WHAT THE TASK REQUIRES: Carry none of the pictures over; set down the material below exactly.

Pointing dataset excerpts:
↓↓↓
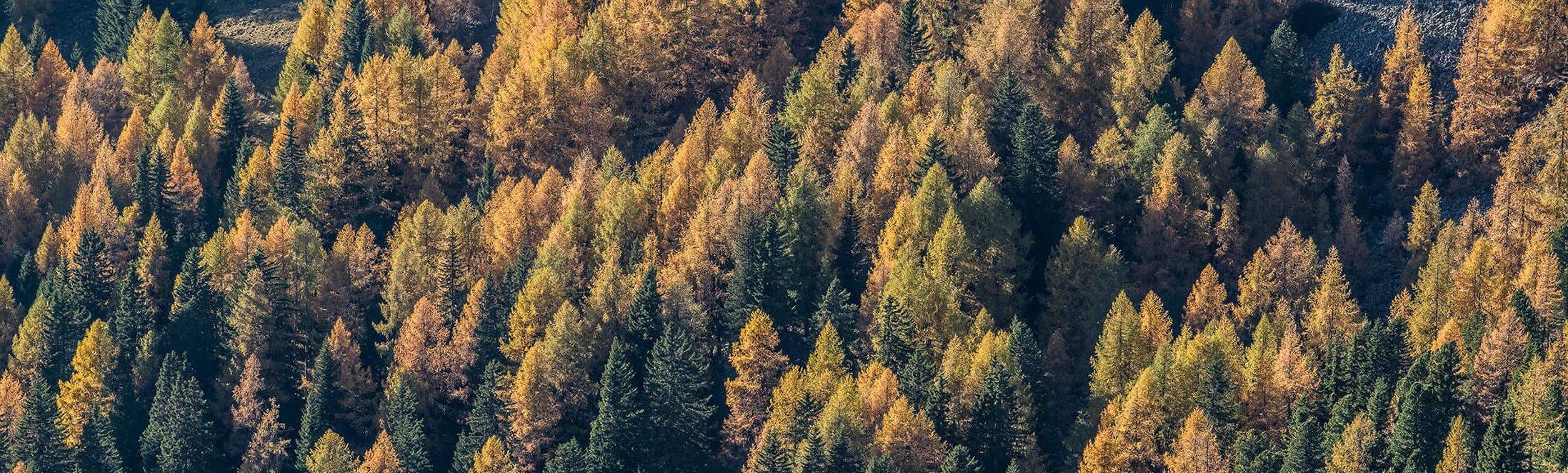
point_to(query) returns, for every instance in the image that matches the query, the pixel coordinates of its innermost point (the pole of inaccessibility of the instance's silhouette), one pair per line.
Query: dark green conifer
(756, 281)
(36, 439)
(484, 420)
(179, 433)
(1502, 447)
(404, 422)
(1255, 453)
(932, 154)
(99, 450)
(196, 328)
(679, 404)
(568, 458)
(116, 22)
(1029, 173)
(960, 461)
(615, 436)
(992, 433)
(314, 417)
(781, 149)
(289, 177)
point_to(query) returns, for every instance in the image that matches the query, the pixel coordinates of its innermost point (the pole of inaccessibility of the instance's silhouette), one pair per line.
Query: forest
(781, 237)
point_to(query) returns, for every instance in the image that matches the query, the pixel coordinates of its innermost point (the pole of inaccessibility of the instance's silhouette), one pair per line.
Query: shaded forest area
(781, 235)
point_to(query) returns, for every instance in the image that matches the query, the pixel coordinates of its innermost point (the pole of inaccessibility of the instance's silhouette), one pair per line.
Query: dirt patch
(259, 31)
(1364, 29)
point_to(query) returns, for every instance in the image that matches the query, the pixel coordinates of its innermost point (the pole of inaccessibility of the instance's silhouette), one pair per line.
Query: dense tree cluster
(907, 235)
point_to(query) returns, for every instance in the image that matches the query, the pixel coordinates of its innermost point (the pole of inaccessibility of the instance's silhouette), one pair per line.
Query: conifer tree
(35, 439)
(116, 21)
(913, 38)
(1502, 447)
(99, 449)
(679, 408)
(754, 282)
(1029, 171)
(179, 433)
(1283, 68)
(331, 456)
(993, 425)
(568, 458)
(402, 420)
(317, 395)
(484, 420)
(616, 434)
(758, 365)
(960, 461)
(803, 221)
(289, 177)
(228, 129)
(195, 315)
(781, 149)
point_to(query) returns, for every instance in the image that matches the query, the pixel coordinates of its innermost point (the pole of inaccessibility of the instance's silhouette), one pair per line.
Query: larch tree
(1341, 109)
(16, 74)
(1229, 105)
(1417, 143)
(89, 392)
(1332, 312)
(1195, 450)
(1354, 452)
(331, 456)
(1084, 63)
(758, 365)
(35, 437)
(267, 450)
(1145, 63)
(1457, 452)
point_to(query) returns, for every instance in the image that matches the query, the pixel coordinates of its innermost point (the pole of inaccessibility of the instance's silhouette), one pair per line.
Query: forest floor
(259, 31)
(1364, 29)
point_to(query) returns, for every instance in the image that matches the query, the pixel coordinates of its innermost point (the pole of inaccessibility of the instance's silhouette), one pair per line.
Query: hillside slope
↑↑↑
RESPONSE:
point_to(query) returns, for every instance in the image that matches the query, the pixel coordinates of its innermost point (the pole of inaccessibility of the instance's silhouette), one pair per line.
Query: dark green conifer
(756, 281)
(36, 439)
(484, 420)
(179, 433)
(1502, 447)
(404, 422)
(1255, 453)
(932, 154)
(99, 450)
(196, 328)
(679, 404)
(568, 458)
(116, 22)
(1029, 173)
(960, 461)
(615, 436)
(992, 433)
(314, 417)
(781, 149)
(289, 177)
point_to(query) returns, for every instance in the image that matches the query, the pixel coordinates of its innermost point (the pole of inaccessibility of the instance's silhouette), one pair per line.
Query: forest
(781, 237)
point_to(query) returns, for every instance in the image that matches the query, the pixel coordinates of its innermost point (the pole of inaccessibility of the instance's silhouette), one pair per line.
Query: shaded forest area
(781, 235)
point_to(query) returns, for every instance in the image that matches the query, the pixel coordinates of its innermost point (the pole of inaccessibility of the instance's silhouette), one pair per line.
Query: dirt patch
(259, 31)
(1364, 29)
point_to(query) returns, for every instance in the image that matches the query, the pixel coordinates of its innermost point (the pole of inaccessibility of the instance's silhouette), one pair per line.
Query: dense tree cluster
(907, 235)
point_to(query) returns, for every instance in the image that matches the query, the pixel coordinates of its innermost point (the pole of inaccessibility of the instance's silhouette), one pair per line.
Query: conifer tree
(35, 439)
(116, 21)
(913, 38)
(1502, 447)
(99, 449)
(679, 408)
(754, 282)
(1029, 171)
(179, 433)
(1283, 68)
(331, 456)
(993, 425)
(568, 458)
(402, 420)
(317, 395)
(484, 420)
(616, 434)
(758, 365)
(960, 461)
(803, 221)
(289, 177)
(228, 129)
(195, 315)
(781, 149)
point_to(query) returns, for every instance in the image that matches the query, the pixel coordinates of its innermost point (the pole of inaccessibility of the instance's silhouette), one pair per line.
Query: larch tree
(1341, 109)
(16, 74)
(1229, 105)
(1417, 143)
(89, 392)
(1332, 312)
(1195, 450)
(1354, 452)
(331, 456)
(1084, 63)
(758, 365)
(35, 437)
(267, 450)
(1145, 63)
(1457, 452)
point_to(query) returns, for every instance in the image that matches the query, the pixel coordinates of its innermost point (the pole of inaccessibility of the instance's silhouette), one pair per line.
Query: forest floor
(259, 31)
(1364, 29)
point_to(query) returns, for every instance in the image that matches the query, the pixel coordinates of its innermost point (the pole of inaccessibility of the instance's silhouette), one pair per line.
Query: hillside slope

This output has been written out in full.